Rescale the rows below by writing every line out again, requests included, with each bounding-box coordinate in the answers multiplied by 0.7 and rounded to the nearest whole number, halves rounded up. Leave the numbers in the requests and their format samples unchanged, and omit the pictures.

[BEGIN]

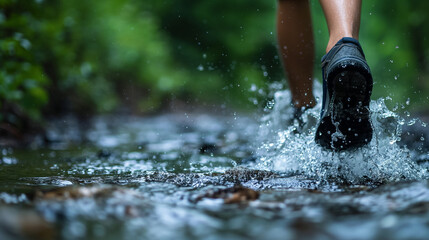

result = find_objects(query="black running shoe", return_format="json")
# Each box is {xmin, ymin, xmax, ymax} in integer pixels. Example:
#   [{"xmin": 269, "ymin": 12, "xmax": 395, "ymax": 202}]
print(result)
[{"xmin": 315, "ymin": 37, "xmax": 373, "ymax": 150}]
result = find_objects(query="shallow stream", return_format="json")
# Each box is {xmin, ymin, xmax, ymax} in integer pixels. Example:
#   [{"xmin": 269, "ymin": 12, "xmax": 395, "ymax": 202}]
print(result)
[{"xmin": 0, "ymin": 85, "xmax": 429, "ymax": 240}]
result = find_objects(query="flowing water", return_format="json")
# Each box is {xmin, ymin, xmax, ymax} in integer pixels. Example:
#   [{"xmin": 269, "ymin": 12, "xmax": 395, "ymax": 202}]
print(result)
[{"xmin": 0, "ymin": 85, "xmax": 429, "ymax": 239}]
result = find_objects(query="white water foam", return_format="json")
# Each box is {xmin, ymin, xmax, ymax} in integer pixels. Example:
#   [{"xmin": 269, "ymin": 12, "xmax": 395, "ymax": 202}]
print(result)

[END]

ANSWER TO THE PROBLEM:
result = find_objects(query="black running shoe", return_format="json")
# Each box is {xmin, ymin, xmax, ymax} in integer pixels. Example:
#   [{"xmin": 269, "ymin": 12, "xmax": 395, "ymax": 202}]
print(result)
[{"xmin": 221, "ymin": 26, "xmax": 261, "ymax": 105}]
result = find_objects(query="shallow stream", return_format="json")
# Each box is {xmin, ymin, xmax, ymax} in integer pixels. Example:
#   [{"xmin": 269, "ymin": 12, "xmax": 395, "ymax": 202}]
print(result)
[{"xmin": 0, "ymin": 60, "xmax": 300, "ymax": 168}]
result = find_objects(query="flowing water", return_format="json")
# Each box is {xmin, ymin, xmax, ymax} in integer pixels. Example:
#   [{"xmin": 269, "ymin": 12, "xmax": 395, "ymax": 202}]
print(result)
[{"xmin": 0, "ymin": 60, "xmax": 300, "ymax": 167}]
result = find_objects(query="white water foam", return_format="json")
# Each box is {xmin, ymin, xmax, ymax} in integer pixels. Example:
#   [{"xmin": 269, "ymin": 12, "xmax": 395, "ymax": 202}]
print(result)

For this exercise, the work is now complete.